• _Page text_
Commander during the Thirty Years' War

Peter Melander, Count of Holzappel (8 February 1589 - 17 May 1648) was a German general who was a Protestant military leader in the Thirty Years' War until 1640 when he switched sides and even became Chief of the imperial army from 1647 until his death.

== Biography==
===Origins===
Peter Melander was born, as Peter Eppelmann, in Niederhadamar, the son of a farmer. Documentary evidence of his birth date exists. The older literature says that he was born in 1585; this was based on an erroneous inscription in his epitaph in the church of Holzappel. After his father's death in 1592, Peter Eppelman joined his childless uncle Johann Eppelmann (d. 1608), a secretary of Maurice of Orange, in the Netherlands. His uncle had translated the family name Eppelmann into Greek as Melander, and Peter also took this name. Through the efforts of John Melander, the family was raised to knightly nobility in 1606. They then took over the name of Holzappel from the extinct noble Holzappel of Voitsburg-Selzberg family from the Giessen area.

=== Military career ===
The strictly Protestant Melander took his first tentative steps towards a military career in the Dutch army. In 1615, he joined the Venetian army and fought in the Uskok War. In 1620,
he commanded a Swiss regiment in Basel as Colonel. He then fought in the Valtellina War (1620–1622) and the Mantuan War of Succession (1628–1631). He reached the first highlight of his military career in 1633 with his appointment as Lieutenant General and secret war council of the Landgrave William V of Hesse-Kassel. William V was allied with the Swedes, so Peter Melander fought with the Hessian troops against the imperial army. In the Battle of Oldendorf on 28 June 1633, he commanded the center of the Protestant forces under Duke George of Brunswick-Calenberg and contributed much to the victory over the Imperial army and defeated them several more times as he chased them through Westphalia. He captured Hamm on 26 May 1634 and he defeated General Bönnighausen on 27 June 1634, forcing him to retreat across the Rhine. Landgrave William V died in autumn 1637 and his widow, countess Amalie Elisabeth became regent for her eight-year-old son William VI. She held on to her late husband's anti-Habsburg policies. Melander was no longer willing to support this stance and resigned the command of the Hessian troops in mid-July 1640. He was then courted by the Emperor.

• _Dataset excerpt_
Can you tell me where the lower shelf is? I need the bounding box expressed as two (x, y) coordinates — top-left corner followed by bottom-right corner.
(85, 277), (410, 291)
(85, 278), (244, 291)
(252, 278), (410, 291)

• _Stated task_
Please write the next part of the Peter Melander biography, picking up right after its final sentence.

• _Exercise answer_
He briefly served as ambassador of Count Palatine Wolfgang William of Neuburg. On 23 December 1641, Melander was created imperial count of Holzappel. On 15 February 1642, he received an imperial patent promoting him to field marshal. After he left the Hessian army, he resided until 1643 at Angerort near Duisburg, on the instruction of Wolfgang William. On 1642, Wolfgang William enfeoffed him with Lülsdorf Castle near Niederkassel.

He did not resume his military duties until Wrangel invaded Westphalia in 1645. Melander was appointed as supreme commander of the imperial army in Westphalia to defend the region. On 30 November 1646, he occupied Paderborn and after the death of Matthias Gallas in April 1647, he took command of the entire imperial army and led it into Bohemia in July. He arrived too late to prevent the Swedish capture of Eger. In late August his cavalry scored a success against Swedish horsemen under Helmold Wilhelm Wrangel at the Battle of Triebl. In October he was joined by 10000 Bavarian troops under Count Jost of Gronsfeld. However, disputes between the two led to the armies being separated again by the end of November. Melander besieged Marburg and took the city, but not the castle, in December 1647. During this siege, he lost many troops. On 28 December 1647, Johann Georg Stauff, the Hessian commander of the castle, fired his cannon at the house of the apothecary Seip, where Melander had intended to have dinner at the bugle signal. Melander was severely injured by a falling beam; the sentinel at the door was killed.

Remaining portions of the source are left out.